Activities
**A)** Please copy the passage from the virtual engagement guidebook section that begins at the words "Virtual Engagement Guidebook" and stops after "is safely possible?".
**B)** In the virtual engagement guidebook section, what do many of the consulted organizations name as the primary obstacle to advancing their public engagement work?

Virtual Engagement Guidebook 5. Fostering a Culture of Expanded Public Engagement
- Date: December 2, 2021
Jump to section
Fostering a Culture of Expanded Public Involvement
With COVID-19 vaccine roll-outs accelerating in communities in the first half of 2021, what future will that leave for virtual public engagement? Will participant Zoom fatigue, ongoing equity and accessibility challenges, and roadblocks to the quality of virtual engagement incentivize agencies to transition back to traditional in-person engagement as soon as it is safely possible?
Our Focus
This Guidebook’s focus is on resources to design and execute effective virtual public engagement activities that are cost-effective, inclusive, and sustainable in the long term, recognizing the limitations of online tools and virtual experiences.
High levels of public participation, community buy-in and support, and stakeholder responsiveness are useful benchmarks, whether a transportation organization is trying to inform, engage, or persuade constituents. At its best, public involvement activities can provide a feedback loop that improves the goals and programs across an organization. Effective public information tools and dashboards, marketing and promotional activities, a regular cadence of soliciting community input, growing a responsive social media presence, nurturing community based partnerships: all of these strategies help foster a culture built on public involvement, community engagement, and stakeholder collaboration.
No single resource is exhaustive, particularly when it comes to a topic as broad as virtual public engagement. The Guidebook appendices offer user guides for implementing many of the engagement strategies outlined in previous chapters. They also include case studies from transit agencies, human service transportation providers, and MPOs across the country, which highlight how peer organizations are innovating in the digital space, often with the customary limitations of a small team or tight budget. The appendices conclude with resources that can be useful for the development of an organization’s virtual public engagement plans.
The work of a transportation organization is made better when the voices of its consumers and partners are considered in policymaking, program development, and day-to-day operations. In developing this Guidebook, many of the organizations that were consulted acknowledged that they could do a better job of public and community involvement, and saw the value of inclusive engagement through advisory committees, special events, and more varied approaches for consulting with their users. Many of these organizations added that the primary obstacle they face in advancing their public engagement work is that their staffing is constrained, and existing staff often do not have the capacity to carry out more public engagement.
Virtual engagement
Virtual engagement has allowed some of these organizations to be more nimble because they have seen cost savings related to hosting online meetings and surveys, compared to in-person activities. However, shifting a standing meeting online does not fulfill the goal of meaningful public engagement. An effective virtual public engagement effort makes use of a combination of tools and strategies to reach a set of diverse audiences.
Developing this mix of approaches requires transportation organizations to be strategic in identifying:
- the markets they seek to engage;
- the opportunities for reaching those markets; and
- the potential obstacles or limitations those markets may encounter when trying to participate.
Depending on the obstacles, an organization may need to develop alternatives that include in-person activities as part of the overall engagement effort. An organization seeking to advance its engagement efforts may also need to hire additional staff or invest in training opportunities for current staff.

Information provided
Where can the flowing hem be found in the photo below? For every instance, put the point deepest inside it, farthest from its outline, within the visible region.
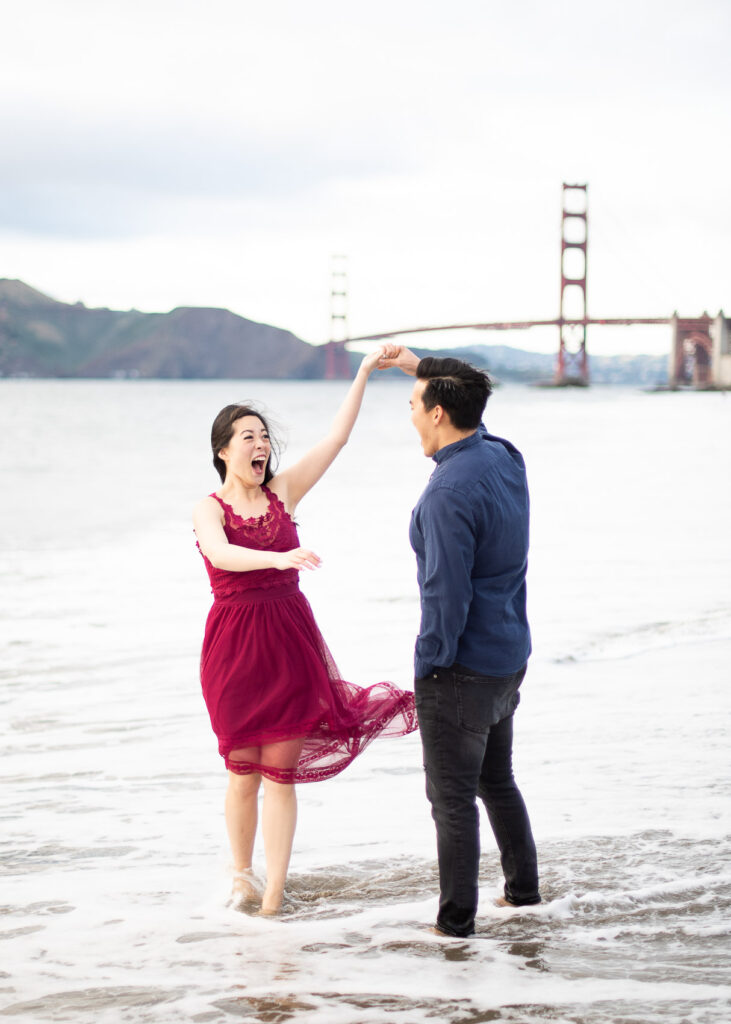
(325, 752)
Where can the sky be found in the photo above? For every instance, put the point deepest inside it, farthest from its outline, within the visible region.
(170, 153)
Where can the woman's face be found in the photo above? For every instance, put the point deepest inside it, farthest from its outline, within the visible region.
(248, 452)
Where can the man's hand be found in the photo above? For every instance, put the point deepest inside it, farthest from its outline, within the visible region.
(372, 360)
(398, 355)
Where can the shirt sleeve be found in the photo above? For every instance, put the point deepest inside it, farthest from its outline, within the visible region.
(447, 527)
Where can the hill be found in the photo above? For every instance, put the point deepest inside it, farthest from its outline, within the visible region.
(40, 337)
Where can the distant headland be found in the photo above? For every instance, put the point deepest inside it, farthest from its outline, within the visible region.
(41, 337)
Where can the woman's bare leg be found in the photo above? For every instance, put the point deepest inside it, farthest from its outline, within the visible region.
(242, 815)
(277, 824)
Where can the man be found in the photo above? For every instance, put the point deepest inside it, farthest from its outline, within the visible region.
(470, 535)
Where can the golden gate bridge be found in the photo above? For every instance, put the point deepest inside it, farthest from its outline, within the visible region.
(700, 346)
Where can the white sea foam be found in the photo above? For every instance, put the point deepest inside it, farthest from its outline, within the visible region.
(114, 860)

---

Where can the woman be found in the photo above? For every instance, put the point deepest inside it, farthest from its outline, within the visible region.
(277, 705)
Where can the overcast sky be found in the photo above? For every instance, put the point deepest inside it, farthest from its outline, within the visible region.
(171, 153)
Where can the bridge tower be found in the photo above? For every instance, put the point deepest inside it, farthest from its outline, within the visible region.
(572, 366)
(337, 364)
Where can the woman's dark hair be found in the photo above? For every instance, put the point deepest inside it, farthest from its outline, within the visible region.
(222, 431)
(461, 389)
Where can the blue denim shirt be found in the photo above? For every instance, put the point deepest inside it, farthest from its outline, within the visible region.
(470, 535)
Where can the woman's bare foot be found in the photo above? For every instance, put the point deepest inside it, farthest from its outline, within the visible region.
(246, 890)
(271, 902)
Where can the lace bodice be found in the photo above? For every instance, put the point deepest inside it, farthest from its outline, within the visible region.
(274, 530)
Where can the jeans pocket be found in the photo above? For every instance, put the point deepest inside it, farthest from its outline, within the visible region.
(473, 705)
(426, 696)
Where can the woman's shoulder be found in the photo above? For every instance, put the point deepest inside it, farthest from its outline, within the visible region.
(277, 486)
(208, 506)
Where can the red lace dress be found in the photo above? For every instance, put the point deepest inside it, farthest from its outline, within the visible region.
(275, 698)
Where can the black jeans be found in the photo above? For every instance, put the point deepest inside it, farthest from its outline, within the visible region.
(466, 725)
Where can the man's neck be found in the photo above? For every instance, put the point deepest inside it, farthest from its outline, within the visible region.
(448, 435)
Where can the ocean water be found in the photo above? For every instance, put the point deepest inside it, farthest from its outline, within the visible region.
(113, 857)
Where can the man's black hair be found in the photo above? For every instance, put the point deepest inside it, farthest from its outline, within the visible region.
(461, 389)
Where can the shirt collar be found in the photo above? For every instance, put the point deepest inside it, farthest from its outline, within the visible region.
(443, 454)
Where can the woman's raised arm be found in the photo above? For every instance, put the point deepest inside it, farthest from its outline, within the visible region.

* * *

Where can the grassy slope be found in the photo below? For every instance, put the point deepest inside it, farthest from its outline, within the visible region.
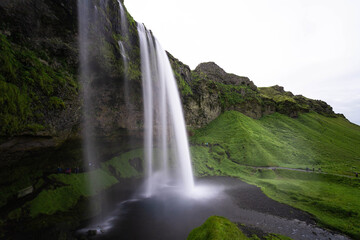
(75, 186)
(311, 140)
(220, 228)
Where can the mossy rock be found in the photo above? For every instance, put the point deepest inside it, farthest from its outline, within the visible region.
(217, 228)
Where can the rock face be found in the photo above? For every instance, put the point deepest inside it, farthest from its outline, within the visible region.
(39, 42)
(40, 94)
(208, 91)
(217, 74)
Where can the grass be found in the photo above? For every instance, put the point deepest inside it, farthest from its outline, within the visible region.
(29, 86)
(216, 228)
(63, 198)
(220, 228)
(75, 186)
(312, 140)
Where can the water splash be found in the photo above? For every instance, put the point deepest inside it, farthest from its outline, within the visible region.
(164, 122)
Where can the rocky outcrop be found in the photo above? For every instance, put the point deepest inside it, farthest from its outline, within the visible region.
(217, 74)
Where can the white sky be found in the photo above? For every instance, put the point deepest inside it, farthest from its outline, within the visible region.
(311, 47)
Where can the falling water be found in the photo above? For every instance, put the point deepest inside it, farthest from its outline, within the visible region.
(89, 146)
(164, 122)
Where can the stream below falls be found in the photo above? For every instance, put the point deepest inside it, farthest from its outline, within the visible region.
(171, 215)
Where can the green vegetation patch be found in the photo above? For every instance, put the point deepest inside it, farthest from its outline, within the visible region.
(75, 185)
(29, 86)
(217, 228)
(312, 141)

Answer set
**A)**
Virtual Engagement Guidebook 5. Fostering a Culture of Expanded Public Engagement
- Date: December 2, 2021
Jump to section
Fostering a Culture of Expanded Public Involvement
With COVID-19 vaccine roll-outs accelerating in communities in the first half of 2021, what future will that leave for virtual public engagement? Will participant Zoom fatigue, ongoing equity and accessibility challenges, and roadblocks to the quality of virtual engagement incentivize agencies to transition back to traditional in-person engagement as soon as it is safely possible?

**B)** Their staffing is constrained, and existing staff often do not have the capacity to carry out more public engagement.